§ **TASK DESCRIPTION**: Could you put the lines of the records below into a JSON list of strings, one string per line and blank lines left out, covering only the span from the line that contains "point: sidewalk curb" through the end of the records, with both ends included?
-- START PROVIDED MATERIAL --
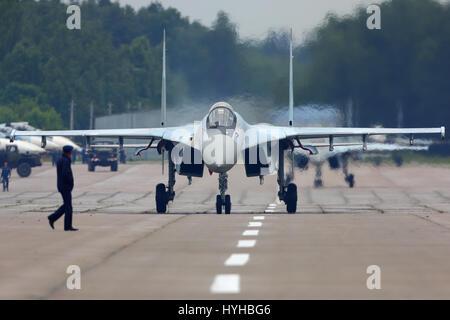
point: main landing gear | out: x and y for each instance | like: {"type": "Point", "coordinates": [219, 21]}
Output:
{"type": "Point", "coordinates": [349, 178]}
{"type": "Point", "coordinates": [165, 194]}
{"type": "Point", "coordinates": [318, 183]}
{"type": "Point", "coordinates": [288, 193]}
{"type": "Point", "coordinates": [223, 201]}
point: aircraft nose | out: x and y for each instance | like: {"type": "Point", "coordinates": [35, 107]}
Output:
{"type": "Point", "coordinates": [220, 153]}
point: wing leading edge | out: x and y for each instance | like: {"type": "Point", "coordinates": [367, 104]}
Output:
{"type": "Point", "coordinates": [268, 133]}
{"type": "Point", "coordinates": [181, 134]}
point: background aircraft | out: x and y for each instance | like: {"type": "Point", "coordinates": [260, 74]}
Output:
{"type": "Point", "coordinates": [222, 137]}
{"type": "Point", "coordinates": [53, 144]}
{"type": "Point", "coordinates": [340, 156]}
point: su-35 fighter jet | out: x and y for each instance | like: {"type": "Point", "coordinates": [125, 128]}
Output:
{"type": "Point", "coordinates": [222, 139]}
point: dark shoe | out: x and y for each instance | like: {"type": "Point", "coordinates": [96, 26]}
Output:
{"type": "Point", "coordinates": [51, 222]}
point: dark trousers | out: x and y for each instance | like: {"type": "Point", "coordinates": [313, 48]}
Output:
{"type": "Point", "coordinates": [65, 209]}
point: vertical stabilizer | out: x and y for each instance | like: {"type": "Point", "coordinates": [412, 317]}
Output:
{"type": "Point", "coordinates": [291, 85]}
{"type": "Point", "coordinates": [163, 84]}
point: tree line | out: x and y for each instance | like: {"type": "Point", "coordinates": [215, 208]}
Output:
{"type": "Point", "coordinates": [397, 75]}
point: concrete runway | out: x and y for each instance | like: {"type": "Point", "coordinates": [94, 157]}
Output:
{"type": "Point", "coordinates": [396, 218]}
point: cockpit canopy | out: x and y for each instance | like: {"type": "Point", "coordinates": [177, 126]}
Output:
{"type": "Point", "coordinates": [221, 117]}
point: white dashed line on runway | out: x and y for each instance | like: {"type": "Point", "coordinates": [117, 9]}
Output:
{"type": "Point", "coordinates": [237, 259]}
{"type": "Point", "coordinates": [254, 224]}
{"type": "Point", "coordinates": [246, 243]}
{"type": "Point", "coordinates": [250, 233]}
{"type": "Point", "coordinates": [226, 283]}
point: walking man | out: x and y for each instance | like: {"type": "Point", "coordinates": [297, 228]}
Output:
{"type": "Point", "coordinates": [6, 173]}
{"type": "Point", "coordinates": [65, 186]}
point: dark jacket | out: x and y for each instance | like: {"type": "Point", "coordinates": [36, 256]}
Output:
{"type": "Point", "coordinates": [6, 173]}
{"type": "Point", "coordinates": [64, 172]}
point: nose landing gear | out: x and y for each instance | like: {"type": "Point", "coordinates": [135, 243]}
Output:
{"type": "Point", "coordinates": [163, 195]}
{"type": "Point", "coordinates": [223, 200]}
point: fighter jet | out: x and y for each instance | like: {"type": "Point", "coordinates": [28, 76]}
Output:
{"type": "Point", "coordinates": [222, 138]}
{"type": "Point", "coordinates": [23, 147]}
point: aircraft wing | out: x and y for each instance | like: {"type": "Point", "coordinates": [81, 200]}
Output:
{"type": "Point", "coordinates": [267, 133]}
{"type": "Point", "coordinates": [181, 134]}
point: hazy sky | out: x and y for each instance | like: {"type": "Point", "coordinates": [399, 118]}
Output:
{"type": "Point", "coordinates": [255, 17]}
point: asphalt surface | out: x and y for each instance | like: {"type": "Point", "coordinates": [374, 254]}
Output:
{"type": "Point", "coordinates": [395, 218]}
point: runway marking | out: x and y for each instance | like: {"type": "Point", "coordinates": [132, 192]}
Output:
{"type": "Point", "coordinates": [226, 283]}
{"type": "Point", "coordinates": [254, 224]}
{"type": "Point", "coordinates": [250, 233]}
{"type": "Point", "coordinates": [237, 259]}
{"type": "Point", "coordinates": [246, 243]}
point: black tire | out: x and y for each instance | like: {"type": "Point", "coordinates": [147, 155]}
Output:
{"type": "Point", "coordinates": [318, 183]}
{"type": "Point", "coordinates": [227, 204]}
{"type": "Point", "coordinates": [161, 198]}
{"type": "Point", "coordinates": [114, 166]}
{"type": "Point", "coordinates": [24, 169]}
{"type": "Point", "coordinates": [351, 180]}
{"type": "Point", "coordinates": [219, 204]}
{"type": "Point", "coordinates": [398, 160]}
{"type": "Point", "coordinates": [291, 198]}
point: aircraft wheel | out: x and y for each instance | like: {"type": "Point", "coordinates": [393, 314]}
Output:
{"type": "Point", "coordinates": [227, 204]}
{"type": "Point", "coordinates": [318, 183]}
{"type": "Point", "coordinates": [161, 198]}
{"type": "Point", "coordinates": [351, 180]}
{"type": "Point", "coordinates": [24, 170]}
{"type": "Point", "coordinates": [219, 204]}
{"type": "Point", "coordinates": [114, 166]}
{"type": "Point", "coordinates": [291, 198]}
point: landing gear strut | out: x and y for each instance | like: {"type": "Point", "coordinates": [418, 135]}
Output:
{"type": "Point", "coordinates": [349, 178]}
{"type": "Point", "coordinates": [288, 193]}
{"type": "Point", "coordinates": [223, 200]}
{"type": "Point", "coordinates": [318, 179]}
{"type": "Point", "coordinates": [163, 195]}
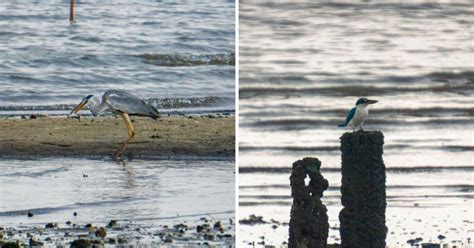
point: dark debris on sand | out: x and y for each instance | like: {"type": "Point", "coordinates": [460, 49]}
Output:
{"type": "Point", "coordinates": [309, 225]}
{"type": "Point", "coordinates": [201, 232]}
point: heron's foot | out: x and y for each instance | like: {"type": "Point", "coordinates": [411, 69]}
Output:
{"type": "Point", "coordinates": [118, 155]}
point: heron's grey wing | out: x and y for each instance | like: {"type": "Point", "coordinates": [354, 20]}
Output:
{"type": "Point", "coordinates": [125, 102]}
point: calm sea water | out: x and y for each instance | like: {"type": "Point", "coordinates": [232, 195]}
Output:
{"type": "Point", "coordinates": [303, 64]}
{"type": "Point", "coordinates": [155, 49]}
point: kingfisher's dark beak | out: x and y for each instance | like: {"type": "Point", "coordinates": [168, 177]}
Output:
{"type": "Point", "coordinates": [79, 106]}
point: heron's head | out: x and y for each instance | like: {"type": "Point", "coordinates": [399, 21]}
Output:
{"type": "Point", "coordinates": [82, 104]}
{"type": "Point", "coordinates": [365, 101]}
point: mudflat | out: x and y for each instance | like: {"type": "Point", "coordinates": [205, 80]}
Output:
{"type": "Point", "coordinates": [173, 136]}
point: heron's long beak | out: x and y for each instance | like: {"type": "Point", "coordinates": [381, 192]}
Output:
{"type": "Point", "coordinates": [78, 107]}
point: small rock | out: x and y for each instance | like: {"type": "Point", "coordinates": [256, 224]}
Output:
{"type": "Point", "coordinates": [81, 243]}
{"type": "Point", "coordinates": [112, 223]}
{"type": "Point", "coordinates": [209, 236]}
{"type": "Point", "coordinates": [9, 244]}
{"type": "Point", "coordinates": [168, 239]}
{"type": "Point", "coordinates": [101, 232]}
{"type": "Point", "coordinates": [218, 225]}
{"type": "Point", "coordinates": [34, 243]}
{"type": "Point", "coordinates": [430, 245]}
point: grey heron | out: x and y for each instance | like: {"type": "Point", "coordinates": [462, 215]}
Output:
{"type": "Point", "coordinates": [122, 103]}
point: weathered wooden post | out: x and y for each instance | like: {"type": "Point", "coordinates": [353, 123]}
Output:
{"type": "Point", "coordinates": [309, 225]}
{"type": "Point", "coordinates": [362, 220]}
{"type": "Point", "coordinates": [71, 12]}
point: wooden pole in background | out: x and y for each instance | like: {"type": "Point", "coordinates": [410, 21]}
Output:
{"type": "Point", "coordinates": [71, 12]}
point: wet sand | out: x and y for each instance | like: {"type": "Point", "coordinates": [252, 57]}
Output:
{"type": "Point", "coordinates": [175, 136]}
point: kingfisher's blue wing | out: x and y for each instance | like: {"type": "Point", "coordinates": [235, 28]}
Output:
{"type": "Point", "coordinates": [349, 117]}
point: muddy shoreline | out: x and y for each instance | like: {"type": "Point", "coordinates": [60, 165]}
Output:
{"type": "Point", "coordinates": [168, 137]}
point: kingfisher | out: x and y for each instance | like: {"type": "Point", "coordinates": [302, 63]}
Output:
{"type": "Point", "coordinates": [357, 115]}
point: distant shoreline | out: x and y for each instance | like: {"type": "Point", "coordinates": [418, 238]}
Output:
{"type": "Point", "coordinates": [183, 137]}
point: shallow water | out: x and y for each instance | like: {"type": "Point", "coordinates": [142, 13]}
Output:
{"type": "Point", "coordinates": [303, 64]}
{"type": "Point", "coordinates": [144, 193]}
{"type": "Point", "coordinates": [46, 61]}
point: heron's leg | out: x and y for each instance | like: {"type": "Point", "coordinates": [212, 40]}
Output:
{"type": "Point", "coordinates": [131, 133]}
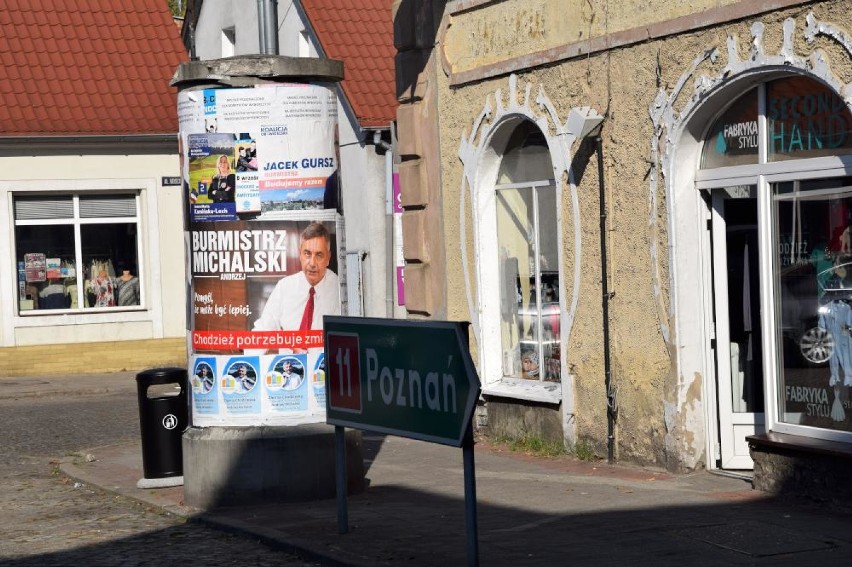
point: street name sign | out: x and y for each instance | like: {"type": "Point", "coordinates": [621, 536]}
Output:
{"type": "Point", "coordinates": [407, 378]}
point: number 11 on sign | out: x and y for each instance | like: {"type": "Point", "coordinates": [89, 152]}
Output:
{"type": "Point", "coordinates": [344, 376]}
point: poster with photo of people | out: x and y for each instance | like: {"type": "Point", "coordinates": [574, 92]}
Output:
{"type": "Point", "coordinates": [261, 150]}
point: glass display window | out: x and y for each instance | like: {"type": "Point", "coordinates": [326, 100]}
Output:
{"type": "Point", "coordinates": [76, 252]}
{"type": "Point", "coordinates": [813, 243]}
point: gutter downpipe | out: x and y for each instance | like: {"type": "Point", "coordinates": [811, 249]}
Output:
{"type": "Point", "coordinates": [611, 408]}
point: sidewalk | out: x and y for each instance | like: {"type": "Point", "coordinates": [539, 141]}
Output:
{"type": "Point", "coordinates": [531, 511]}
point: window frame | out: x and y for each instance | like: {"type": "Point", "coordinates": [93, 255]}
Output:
{"type": "Point", "coordinates": [763, 175]}
{"type": "Point", "coordinates": [488, 269]}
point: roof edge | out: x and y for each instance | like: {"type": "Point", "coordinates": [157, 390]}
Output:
{"type": "Point", "coordinates": [86, 143]}
{"type": "Point", "coordinates": [247, 70]}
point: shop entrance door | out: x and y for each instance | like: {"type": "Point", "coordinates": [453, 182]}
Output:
{"type": "Point", "coordinates": [739, 354]}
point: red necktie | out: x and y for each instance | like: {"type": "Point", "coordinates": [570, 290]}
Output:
{"type": "Point", "coordinates": [308, 315]}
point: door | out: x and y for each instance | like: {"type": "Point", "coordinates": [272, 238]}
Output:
{"type": "Point", "coordinates": [739, 354]}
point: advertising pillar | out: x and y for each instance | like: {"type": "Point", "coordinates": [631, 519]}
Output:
{"type": "Point", "coordinates": [263, 242]}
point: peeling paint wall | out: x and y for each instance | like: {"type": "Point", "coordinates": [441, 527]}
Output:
{"type": "Point", "coordinates": [654, 92]}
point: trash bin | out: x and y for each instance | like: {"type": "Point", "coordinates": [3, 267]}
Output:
{"type": "Point", "coordinates": [163, 416]}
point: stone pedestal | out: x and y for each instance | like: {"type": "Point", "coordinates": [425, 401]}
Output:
{"type": "Point", "coordinates": [228, 466]}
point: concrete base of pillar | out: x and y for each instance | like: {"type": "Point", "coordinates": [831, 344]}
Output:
{"type": "Point", "coordinates": [228, 466]}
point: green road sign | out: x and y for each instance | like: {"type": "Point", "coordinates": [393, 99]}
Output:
{"type": "Point", "coordinates": [408, 378]}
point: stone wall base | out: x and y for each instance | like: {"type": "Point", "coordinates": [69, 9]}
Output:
{"type": "Point", "coordinates": [228, 466]}
{"type": "Point", "coordinates": [792, 465]}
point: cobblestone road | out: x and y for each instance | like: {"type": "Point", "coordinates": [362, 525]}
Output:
{"type": "Point", "coordinates": [48, 519]}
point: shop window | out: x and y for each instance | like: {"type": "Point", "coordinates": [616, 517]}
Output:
{"type": "Point", "coordinates": [76, 252]}
{"type": "Point", "coordinates": [733, 139]}
{"type": "Point", "coordinates": [813, 221]}
{"type": "Point", "coordinates": [807, 258]}
{"type": "Point", "coordinates": [527, 244]}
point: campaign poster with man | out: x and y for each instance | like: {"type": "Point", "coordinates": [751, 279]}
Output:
{"type": "Point", "coordinates": [260, 150]}
{"type": "Point", "coordinates": [260, 289]}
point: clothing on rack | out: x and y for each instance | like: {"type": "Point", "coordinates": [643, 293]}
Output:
{"type": "Point", "coordinates": [836, 318]}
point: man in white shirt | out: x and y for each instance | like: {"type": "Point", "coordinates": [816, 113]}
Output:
{"type": "Point", "coordinates": [288, 308]}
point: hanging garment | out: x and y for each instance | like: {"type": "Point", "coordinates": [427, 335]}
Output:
{"type": "Point", "coordinates": [836, 318]}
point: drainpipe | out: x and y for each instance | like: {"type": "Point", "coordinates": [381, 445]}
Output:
{"type": "Point", "coordinates": [261, 27]}
{"type": "Point", "coordinates": [389, 232]}
{"type": "Point", "coordinates": [267, 26]}
{"type": "Point", "coordinates": [611, 407]}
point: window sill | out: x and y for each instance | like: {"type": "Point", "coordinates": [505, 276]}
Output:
{"type": "Point", "coordinates": [546, 392]}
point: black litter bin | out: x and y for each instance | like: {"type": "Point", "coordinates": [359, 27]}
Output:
{"type": "Point", "coordinates": [163, 416]}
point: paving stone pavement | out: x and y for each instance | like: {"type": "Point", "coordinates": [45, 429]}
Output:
{"type": "Point", "coordinates": [49, 519]}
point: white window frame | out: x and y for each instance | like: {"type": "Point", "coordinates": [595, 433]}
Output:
{"type": "Point", "coordinates": [76, 222]}
{"type": "Point", "coordinates": [148, 255]}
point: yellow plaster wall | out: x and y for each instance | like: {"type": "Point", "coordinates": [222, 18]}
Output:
{"type": "Point", "coordinates": [504, 30]}
{"type": "Point", "coordinates": [660, 415]}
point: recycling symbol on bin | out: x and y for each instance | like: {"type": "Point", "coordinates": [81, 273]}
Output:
{"type": "Point", "coordinates": [170, 421]}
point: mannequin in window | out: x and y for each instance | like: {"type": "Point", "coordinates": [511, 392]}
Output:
{"type": "Point", "coordinates": [103, 288]}
{"type": "Point", "coordinates": [127, 287]}
{"type": "Point", "coordinates": [529, 365]}
{"type": "Point", "coordinates": [224, 182]}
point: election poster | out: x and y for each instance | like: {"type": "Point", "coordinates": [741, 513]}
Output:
{"type": "Point", "coordinates": [256, 324]}
{"type": "Point", "coordinates": [259, 173]}
{"type": "Point", "coordinates": [262, 150]}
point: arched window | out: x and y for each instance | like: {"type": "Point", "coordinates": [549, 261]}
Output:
{"type": "Point", "coordinates": [804, 119]}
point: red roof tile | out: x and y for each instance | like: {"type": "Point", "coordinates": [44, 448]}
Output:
{"type": "Point", "coordinates": [360, 33]}
{"type": "Point", "coordinates": [59, 57]}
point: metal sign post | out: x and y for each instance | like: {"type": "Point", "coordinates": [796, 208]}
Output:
{"type": "Point", "coordinates": [413, 379]}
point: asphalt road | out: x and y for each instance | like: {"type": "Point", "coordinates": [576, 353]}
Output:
{"type": "Point", "coordinates": [48, 519]}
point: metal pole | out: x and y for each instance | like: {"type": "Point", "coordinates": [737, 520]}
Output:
{"type": "Point", "coordinates": [605, 297]}
{"type": "Point", "coordinates": [261, 26]}
{"type": "Point", "coordinates": [340, 461]}
{"type": "Point", "coordinates": [470, 498]}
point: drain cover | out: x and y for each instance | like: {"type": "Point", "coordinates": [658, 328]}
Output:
{"type": "Point", "coordinates": [756, 541]}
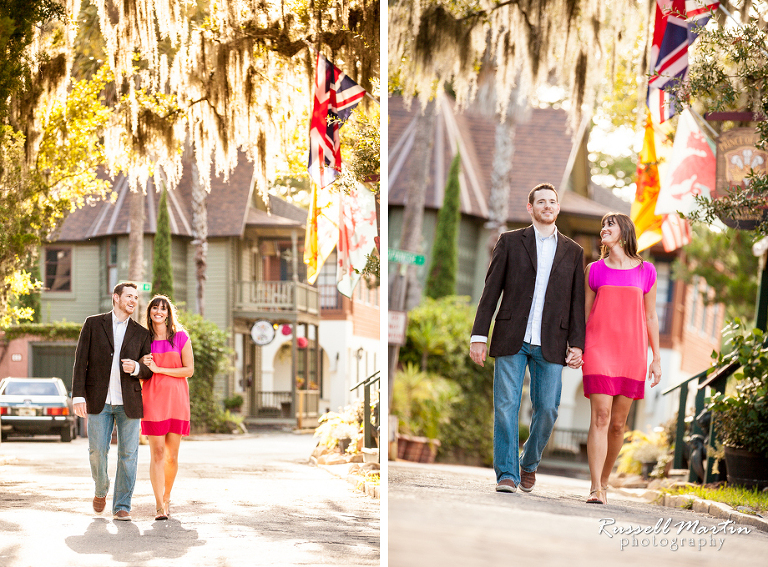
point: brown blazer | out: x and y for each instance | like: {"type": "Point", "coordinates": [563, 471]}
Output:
{"type": "Point", "coordinates": [512, 275]}
{"type": "Point", "coordinates": [93, 364]}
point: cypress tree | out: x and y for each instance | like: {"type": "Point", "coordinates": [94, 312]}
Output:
{"type": "Point", "coordinates": [445, 251]}
{"type": "Point", "coordinates": [162, 271]}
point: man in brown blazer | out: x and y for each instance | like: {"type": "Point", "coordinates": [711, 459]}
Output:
{"type": "Point", "coordinates": [106, 389]}
{"type": "Point", "coordinates": [539, 275]}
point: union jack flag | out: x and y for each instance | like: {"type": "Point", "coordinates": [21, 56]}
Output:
{"type": "Point", "coordinates": [674, 31]}
{"type": "Point", "coordinates": [336, 95]}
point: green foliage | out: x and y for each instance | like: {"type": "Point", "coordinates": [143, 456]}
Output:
{"type": "Point", "coordinates": [728, 73]}
{"type": "Point", "coordinates": [725, 260]}
{"type": "Point", "coordinates": [348, 424]}
{"type": "Point", "coordinates": [441, 280]}
{"type": "Point", "coordinates": [441, 327]}
{"type": "Point", "coordinates": [639, 449]}
{"type": "Point", "coordinates": [162, 269]}
{"type": "Point", "coordinates": [423, 402]}
{"type": "Point", "coordinates": [734, 496]}
{"type": "Point", "coordinates": [741, 417]}
{"type": "Point", "coordinates": [233, 402]}
{"type": "Point", "coordinates": [210, 345]}
{"type": "Point", "coordinates": [63, 178]}
{"type": "Point", "coordinates": [18, 22]}
{"type": "Point", "coordinates": [56, 331]}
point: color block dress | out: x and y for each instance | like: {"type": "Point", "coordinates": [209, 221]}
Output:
{"type": "Point", "coordinates": [616, 345]}
{"type": "Point", "coordinates": [166, 398]}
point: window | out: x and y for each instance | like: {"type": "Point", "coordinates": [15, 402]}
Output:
{"type": "Point", "coordinates": [694, 301]}
{"type": "Point", "coordinates": [58, 269]}
{"type": "Point", "coordinates": [111, 265]}
{"type": "Point", "coordinates": [705, 295]}
{"type": "Point", "coordinates": [330, 298]}
{"type": "Point", "coordinates": [715, 318]}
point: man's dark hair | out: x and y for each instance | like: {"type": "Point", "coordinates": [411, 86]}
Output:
{"type": "Point", "coordinates": [539, 187]}
{"type": "Point", "coordinates": [122, 285]}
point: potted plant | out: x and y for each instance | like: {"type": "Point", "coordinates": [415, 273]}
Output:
{"type": "Point", "coordinates": [741, 412]}
{"type": "Point", "coordinates": [234, 403]}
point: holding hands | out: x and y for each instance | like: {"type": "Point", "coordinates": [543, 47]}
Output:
{"type": "Point", "coordinates": [654, 372]}
{"type": "Point", "coordinates": [149, 363]}
{"type": "Point", "coordinates": [573, 358]}
{"type": "Point", "coordinates": [477, 352]}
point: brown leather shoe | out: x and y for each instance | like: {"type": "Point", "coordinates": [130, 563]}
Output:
{"type": "Point", "coordinates": [99, 502]}
{"type": "Point", "coordinates": [527, 480]}
{"type": "Point", "coordinates": [506, 485]}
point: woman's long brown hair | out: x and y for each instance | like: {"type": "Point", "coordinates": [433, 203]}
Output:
{"type": "Point", "coordinates": [172, 322]}
{"type": "Point", "coordinates": [628, 235]}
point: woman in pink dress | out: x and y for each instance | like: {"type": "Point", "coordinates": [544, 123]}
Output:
{"type": "Point", "coordinates": [166, 398]}
{"type": "Point", "coordinates": [621, 322]}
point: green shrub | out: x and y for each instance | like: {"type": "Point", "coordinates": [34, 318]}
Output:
{"type": "Point", "coordinates": [211, 348]}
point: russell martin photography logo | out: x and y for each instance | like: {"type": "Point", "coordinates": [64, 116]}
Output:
{"type": "Point", "coordinates": [667, 533]}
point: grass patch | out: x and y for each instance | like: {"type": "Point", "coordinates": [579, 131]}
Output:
{"type": "Point", "coordinates": [734, 496]}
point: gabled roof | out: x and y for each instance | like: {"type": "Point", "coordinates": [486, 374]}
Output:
{"type": "Point", "coordinates": [543, 147]}
{"type": "Point", "coordinates": [227, 205]}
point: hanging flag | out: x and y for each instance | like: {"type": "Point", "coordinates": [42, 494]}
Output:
{"type": "Point", "coordinates": [357, 233]}
{"type": "Point", "coordinates": [336, 95]}
{"type": "Point", "coordinates": [647, 223]}
{"type": "Point", "coordinates": [674, 31]}
{"type": "Point", "coordinates": [322, 230]}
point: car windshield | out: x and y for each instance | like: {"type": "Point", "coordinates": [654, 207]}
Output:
{"type": "Point", "coordinates": [31, 389]}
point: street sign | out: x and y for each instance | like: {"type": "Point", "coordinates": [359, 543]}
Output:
{"type": "Point", "coordinates": [397, 323]}
{"type": "Point", "coordinates": [404, 257]}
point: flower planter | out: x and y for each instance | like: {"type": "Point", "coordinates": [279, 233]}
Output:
{"type": "Point", "coordinates": [746, 468]}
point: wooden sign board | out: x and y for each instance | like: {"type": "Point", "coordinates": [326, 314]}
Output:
{"type": "Point", "coordinates": [736, 157]}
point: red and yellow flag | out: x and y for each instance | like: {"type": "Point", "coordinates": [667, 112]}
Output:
{"type": "Point", "coordinates": [643, 214]}
{"type": "Point", "coordinates": [322, 229]}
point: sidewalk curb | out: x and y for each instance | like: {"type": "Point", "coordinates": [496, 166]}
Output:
{"type": "Point", "coordinates": [342, 471]}
{"type": "Point", "coordinates": [699, 505]}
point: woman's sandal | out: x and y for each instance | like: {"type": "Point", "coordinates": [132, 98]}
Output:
{"type": "Point", "coordinates": [594, 497]}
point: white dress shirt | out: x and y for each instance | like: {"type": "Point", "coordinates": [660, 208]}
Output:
{"type": "Point", "coordinates": [115, 391]}
{"type": "Point", "coordinates": [545, 255]}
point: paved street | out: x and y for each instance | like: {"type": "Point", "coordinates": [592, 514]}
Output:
{"type": "Point", "coordinates": [238, 500]}
{"type": "Point", "coordinates": [446, 516]}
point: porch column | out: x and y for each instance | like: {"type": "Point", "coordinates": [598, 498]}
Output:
{"type": "Point", "coordinates": [295, 255]}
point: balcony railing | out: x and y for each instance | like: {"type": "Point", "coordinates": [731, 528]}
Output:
{"type": "Point", "coordinates": [276, 296]}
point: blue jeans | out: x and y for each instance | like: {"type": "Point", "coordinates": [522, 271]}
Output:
{"type": "Point", "coordinates": [99, 437]}
{"type": "Point", "coordinates": [508, 376]}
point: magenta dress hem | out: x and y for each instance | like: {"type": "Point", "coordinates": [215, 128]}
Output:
{"type": "Point", "coordinates": [613, 386]}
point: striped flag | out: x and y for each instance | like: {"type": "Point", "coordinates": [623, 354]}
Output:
-- END PROVIDED MATERIAL --
§ **EXERCISE OUTPUT**:
[
  "point: sidewalk curb | out: x and y for each instance | like: {\"type\": \"Point\", \"coordinates\": [496, 166]}",
  "Output:",
  "{\"type\": \"Point\", \"coordinates\": [342, 471]}",
  "{\"type\": \"Point\", \"coordinates\": [699, 505]}",
  "point: woman's sandal | out: x and y for each instance | like: {\"type\": \"Point\", \"coordinates\": [132, 98]}",
  "Output:",
  "{\"type\": \"Point\", \"coordinates\": [594, 497]}",
  "point: white dress shirt | out: x and y for each instance | like: {\"type\": \"Point\", \"coordinates\": [660, 208]}",
  "Output:",
  "{\"type\": \"Point\", \"coordinates\": [115, 391]}",
  "{\"type\": \"Point\", \"coordinates\": [545, 255]}",
  "point: paved street | out: x and y for each instance | like: {\"type\": \"Point\", \"coordinates\": [592, 514]}",
  "Output:",
  "{\"type\": \"Point\", \"coordinates\": [238, 500]}",
  "{\"type\": \"Point\", \"coordinates\": [446, 516]}",
  "point: porch column | out: x and y for each instance | like: {\"type\": \"Point\", \"coordinates\": [598, 498]}",
  "Output:",
  "{\"type\": \"Point\", \"coordinates\": [295, 255]}",
  "point: balcony railing | out: x and y for each instance | like: {\"type\": \"Point\", \"coordinates\": [731, 528]}",
  "Output:",
  "{\"type\": \"Point\", \"coordinates\": [276, 296]}",
  "point: blue jeans | out: x and y for each instance | like: {\"type\": \"Point\", \"coordinates\": [522, 271]}",
  "Output:",
  "{\"type\": \"Point\", \"coordinates\": [99, 437]}",
  "{\"type\": \"Point\", \"coordinates\": [508, 376]}",
  "point: magenta dress hem | out: x and y for each instance | like: {\"type\": \"Point\", \"coordinates\": [215, 128]}",
  "Output:",
  "{\"type\": \"Point\", \"coordinates\": [613, 386]}",
  "point: striped flag | out: x and y for each instance | like: {\"type\": \"Point\", \"coordinates\": [623, 354]}",
  "Output:"
]